• [BRANO FORNITO]:
┄┄┄┄┄┄┄┄┄┄┄┄┄┄┄┄┄┄┄┄

17 agosto 2012

La poesia sul lago è musica

Così si è integrata la poesia in versi con la poesia in musica, oggi 17 agosto 2012, sulle rive del lago del Corlo in Arsiè (Belluno): nella semplicità degli interpreti,nell' intensità delle emozioni suscitate da poesie e musica. Grazie Francesco,grazie Sandro! La vostra presenza ha onorato i nostri pensieri in versi e noi siamo onorati di avere suscitato in voi emozioni musicali! Al prossimo incontro! Un grazie sincero anche ai presenti che ci hanno onorato della loro attenzione, a coloro che hanno condiviso con noi le loro poesie. tz

05 agosto 2012

Lettera Aperta Agli UOMINI POTENTI

Lettera aperta agli Uomini Potenti


Dove siete, dove siete uomini potenti che un tempo andavate fieri di essere ripresi sottobraccio a don Luigi, sì a don Luigi Verzé, che frequentavate l’aula Tre Caravelle o la San Raffaele con tanto d’orgoglio stampato sul vostro bel viso sorridente, stringevate le mani ad altri potenti e, forse, controllavate chi fosse seduto più vicino a don Luigi,in una gara di supremazia gestita con invidia?

┄┄┄┄┄┄┄┄┄┄┄┄┄┄┄┄┄┄┄┄

• [RIGHE FORNITE]:
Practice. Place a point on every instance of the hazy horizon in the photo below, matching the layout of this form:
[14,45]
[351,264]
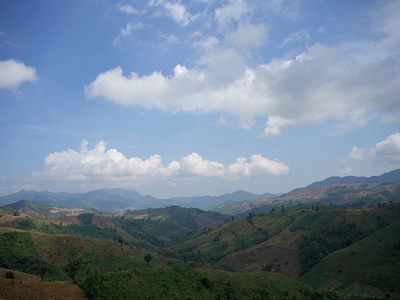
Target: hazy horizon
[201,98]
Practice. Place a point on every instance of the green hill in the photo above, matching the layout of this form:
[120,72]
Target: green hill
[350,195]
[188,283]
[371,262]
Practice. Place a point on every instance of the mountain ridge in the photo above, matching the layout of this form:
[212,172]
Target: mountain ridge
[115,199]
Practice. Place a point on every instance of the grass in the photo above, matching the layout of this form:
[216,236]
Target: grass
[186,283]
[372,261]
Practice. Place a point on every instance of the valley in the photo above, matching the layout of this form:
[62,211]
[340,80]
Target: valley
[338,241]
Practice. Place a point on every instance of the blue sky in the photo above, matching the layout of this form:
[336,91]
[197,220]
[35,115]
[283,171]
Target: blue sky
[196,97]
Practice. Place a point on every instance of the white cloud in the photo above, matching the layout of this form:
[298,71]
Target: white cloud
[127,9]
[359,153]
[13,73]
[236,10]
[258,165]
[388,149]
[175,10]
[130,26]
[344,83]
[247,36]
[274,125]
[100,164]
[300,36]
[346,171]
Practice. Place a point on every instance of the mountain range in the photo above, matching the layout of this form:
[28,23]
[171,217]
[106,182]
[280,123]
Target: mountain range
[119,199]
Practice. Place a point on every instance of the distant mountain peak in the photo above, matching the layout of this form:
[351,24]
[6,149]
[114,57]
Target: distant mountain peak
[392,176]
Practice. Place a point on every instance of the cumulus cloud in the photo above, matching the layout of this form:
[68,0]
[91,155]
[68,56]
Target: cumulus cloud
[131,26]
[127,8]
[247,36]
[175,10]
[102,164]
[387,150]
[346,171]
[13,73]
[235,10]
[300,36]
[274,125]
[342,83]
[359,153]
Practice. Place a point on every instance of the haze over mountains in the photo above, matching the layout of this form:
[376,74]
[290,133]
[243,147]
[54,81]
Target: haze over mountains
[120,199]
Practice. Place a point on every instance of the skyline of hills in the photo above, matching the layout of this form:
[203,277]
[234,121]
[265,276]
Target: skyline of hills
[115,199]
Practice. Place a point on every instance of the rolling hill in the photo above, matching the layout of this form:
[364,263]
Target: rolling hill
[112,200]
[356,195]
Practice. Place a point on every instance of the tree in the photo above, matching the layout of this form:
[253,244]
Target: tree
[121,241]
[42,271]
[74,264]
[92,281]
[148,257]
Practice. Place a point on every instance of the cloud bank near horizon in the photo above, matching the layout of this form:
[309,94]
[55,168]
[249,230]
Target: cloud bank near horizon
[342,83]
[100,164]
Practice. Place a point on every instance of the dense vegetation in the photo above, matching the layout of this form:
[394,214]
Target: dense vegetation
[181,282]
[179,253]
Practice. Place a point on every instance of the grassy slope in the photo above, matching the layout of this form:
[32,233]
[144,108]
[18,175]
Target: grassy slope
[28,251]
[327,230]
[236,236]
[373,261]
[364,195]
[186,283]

┄┄┄┄┄┄┄┄┄┄┄┄┄┄┄┄┄┄┄┄

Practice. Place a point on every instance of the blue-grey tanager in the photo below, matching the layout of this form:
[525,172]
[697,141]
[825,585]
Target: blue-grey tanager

┄┄┄┄┄┄┄┄┄┄┄┄┄┄┄┄┄┄┄┄

• [DESCRIZIONE ESERCIZIO]:
Ricopia dal brano il tratto che va da "05 agosto 2012" fino a "gestita con invidia?" incluso. Per lo svolgimento si utilizza esclusivamente il brano, senza ricorrere alle righe.

• [RISULTATO RICHIESTO]:
05 agosto 2012

Lettera Aperta Agli UOMINI POTENTI

Lettera aperta agli Uomini Potenti


Dove siete, dove siete uomini potenti che un tempo andavate fieri di essere ripresi sottobraccio a don Luigi, sì a don Luigi Verzé, che frequentavate l’aula Tre Caravelle o la San Raffaele con tanto d’orgoglio stampato sul vostro bel viso sorridente, stringevate le mani ad altri potenti e, forse, controllavate chi fosse seduto più vicino a don Luigi,in una gara di supremazia gestita con invidia?